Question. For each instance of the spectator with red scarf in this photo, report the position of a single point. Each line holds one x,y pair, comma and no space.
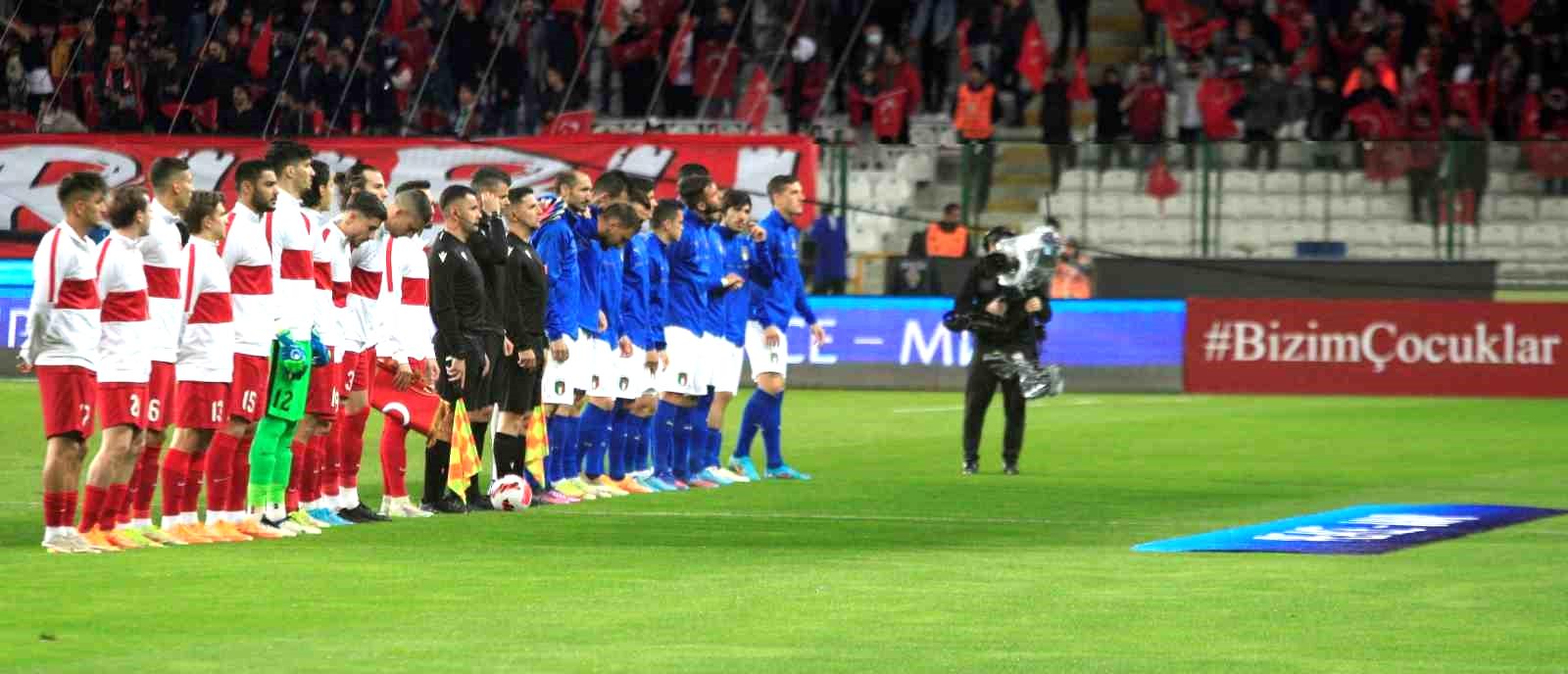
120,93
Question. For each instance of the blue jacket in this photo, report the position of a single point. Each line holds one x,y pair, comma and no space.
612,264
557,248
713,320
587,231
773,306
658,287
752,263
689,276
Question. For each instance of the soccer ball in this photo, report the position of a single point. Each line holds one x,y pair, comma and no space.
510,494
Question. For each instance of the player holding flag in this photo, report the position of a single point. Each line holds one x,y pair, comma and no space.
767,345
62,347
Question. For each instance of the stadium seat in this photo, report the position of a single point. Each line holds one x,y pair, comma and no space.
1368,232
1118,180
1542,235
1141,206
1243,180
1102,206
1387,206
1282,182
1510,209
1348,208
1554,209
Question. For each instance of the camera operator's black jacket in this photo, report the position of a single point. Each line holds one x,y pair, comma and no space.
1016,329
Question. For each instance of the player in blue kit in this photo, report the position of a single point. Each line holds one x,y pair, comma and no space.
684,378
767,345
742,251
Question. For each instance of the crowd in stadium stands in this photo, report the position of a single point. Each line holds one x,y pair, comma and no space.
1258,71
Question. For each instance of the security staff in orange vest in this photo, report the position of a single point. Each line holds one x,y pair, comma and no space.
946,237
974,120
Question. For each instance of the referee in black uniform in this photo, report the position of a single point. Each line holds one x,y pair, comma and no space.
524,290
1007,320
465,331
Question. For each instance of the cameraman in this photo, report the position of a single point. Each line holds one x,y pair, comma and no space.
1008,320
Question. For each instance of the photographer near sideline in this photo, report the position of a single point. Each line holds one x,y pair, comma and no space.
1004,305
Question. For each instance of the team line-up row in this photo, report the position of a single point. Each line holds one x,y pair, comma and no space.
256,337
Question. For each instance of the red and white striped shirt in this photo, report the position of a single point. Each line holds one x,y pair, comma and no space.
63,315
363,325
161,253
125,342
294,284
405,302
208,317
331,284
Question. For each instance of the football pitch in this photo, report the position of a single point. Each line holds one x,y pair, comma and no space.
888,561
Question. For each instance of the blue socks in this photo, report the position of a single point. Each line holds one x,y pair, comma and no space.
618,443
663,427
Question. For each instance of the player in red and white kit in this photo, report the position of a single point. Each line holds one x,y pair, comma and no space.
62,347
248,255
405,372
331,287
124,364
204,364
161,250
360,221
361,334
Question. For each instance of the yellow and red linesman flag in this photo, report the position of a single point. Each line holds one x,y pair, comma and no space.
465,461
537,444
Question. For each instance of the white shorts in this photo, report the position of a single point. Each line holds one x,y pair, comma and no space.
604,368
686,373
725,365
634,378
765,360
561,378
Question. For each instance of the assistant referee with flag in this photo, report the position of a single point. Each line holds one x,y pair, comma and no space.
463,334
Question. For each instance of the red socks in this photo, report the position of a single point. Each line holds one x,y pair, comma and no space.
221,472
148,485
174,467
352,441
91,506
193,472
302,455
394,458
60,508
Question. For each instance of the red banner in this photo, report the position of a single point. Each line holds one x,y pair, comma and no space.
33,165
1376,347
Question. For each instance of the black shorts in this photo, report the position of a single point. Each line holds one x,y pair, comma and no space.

* _Task goal_
Rewrite all of the material above as a JSON list of strings, with one string per line and no blank lines, and leave the pictures out.

* _Result below_
[
  "Question. For each instance of the spectator with red scarf in this photo, report the position of a single point. Each line holds one x,y pair, comma and no space.",
  "120,93",
  "Question. For each instance of the blue jacket in this photo, report the position of a single point. Each line holds one x,y pair, comma and no space.",
  "612,264",
  "557,248",
  "713,320",
  "587,231",
  "773,306",
  "658,287",
  "752,263",
  "689,276",
  "Question. For each instance of the soccer ball in this photo, report the position of a single point. Each line holds one x,y pair, comma and no space.",
  "510,494",
  "Question. For each instance of the player holding flag in this photo, report the position of a single point. Each line holds one x,y pair, comma and no space.",
  "767,345",
  "62,347",
  "Question. For each instance of the stadium seat in this photo, report the position of a single point. Each line holds one x,y pair, comma and no space.",
  "1368,232",
  "1118,180",
  "1542,235",
  "1141,206",
  "1243,180",
  "1102,206",
  "1387,206",
  "1282,182",
  "1510,209",
  "1348,208",
  "1554,209",
  "Question. For each instance of the camera operator's black jacket in this photo, report the position of a single point. Each line holds one x,y pair, comma and no space.",
  "1016,329",
  "Question. For each instance of the player in blue kit in this photo, report the position of a single point. Each line holds one x,y pair, comma and no space.",
  "684,378",
  "767,345",
  "742,251",
  "Question. For each instance of the crowd in stadium stands in this photo, report the position of a single point. Each line holds one x,y pair, comma and no space.",
  "1258,71",
  "Question. For each instance of the security staff in orange vest in this photo, report the position of a single point. Each line holds one x,y pair, comma and no space.",
  "946,237",
  "974,120",
  "Question. For each instance of the referee in black uniform in this photo, report the position of a single point. Each line holds one x,y pair, comma and no space.",
  "524,290",
  "1007,320",
  "465,331",
  "Question. For each instance of the cameraman in this photo, report the position of a single point. Each line holds one x,y pair, comma and no space.",
  "1008,320",
  "Question. For each instance of the photographer near sideline in this photo, report the position of a single point. Each line holds one x,y pair, comma and no space.",
  "1004,305",
  "Question. For each instance of the team line-up row in this photo, report the position of a single point. Each line holds one x,y pair, comma and no space.",
  "256,337",
  "Question. For each instance of the red and white striped shirt in this photo, report the position of a single point. Each line holds one x,y pair, comma and no space.",
  "63,315",
  "363,325",
  "161,253",
  "125,342",
  "294,284",
  "405,302",
  "208,317",
  "331,284",
  "Question. For each instance of the football pitch in this photo, report the position of a single point. Each line holds one x,y pair, comma and no space.",
  "888,561",
  "Question. For each instance of the blue socks in this photo, report the position of a single point. Each line holds one x,y pair, comma and no space.",
  "618,443",
  "663,427",
  "Question. For each instance of the player in red and white kit in this photo, report the position of a single point. Each line holds one x,y pair, comma and no space.",
  "62,347",
  "248,255",
  "405,372",
  "331,287",
  "124,364",
  "204,364",
  "161,250",
  "360,221",
  "361,334",
  "Question. For each instance of the yellow and red linesman flag in this photo, report the position of a single point. Each line holds one x,y pair, comma and no space.",
  "465,461",
  "537,444",
  "Question. For each instance of the white shorts in this photo, report the position of a single point. Each line holds one x,y pair, comma and no space.",
  "604,368",
  "686,373",
  "725,365",
  "634,378",
  "765,360",
  "561,378",
  "Question. For each instance of the assistant referee with flag in this photo, report the position of a single point. Each line holds one x,y pair, comma and no space.",
  "463,334",
  "Question. For each instance of the red socks in this photo, report the position of a single point. Each line holds one x,y pair, comma and no space.",
  "221,472",
  "148,485",
  "174,467",
  "352,441",
  "91,506",
  "193,472",
  "302,455",
  "394,458",
  "60,508",
  "Question. For each instance of the red banner in this photo, report the position of a single point. Each line holds one x,y pair, comma and no space.",
  "33,165",
  "1376,347",
  "Question. For each instance of the black shorts in this photo, report the position of a single point. Each line holds one x,y pair, comma and no space."
]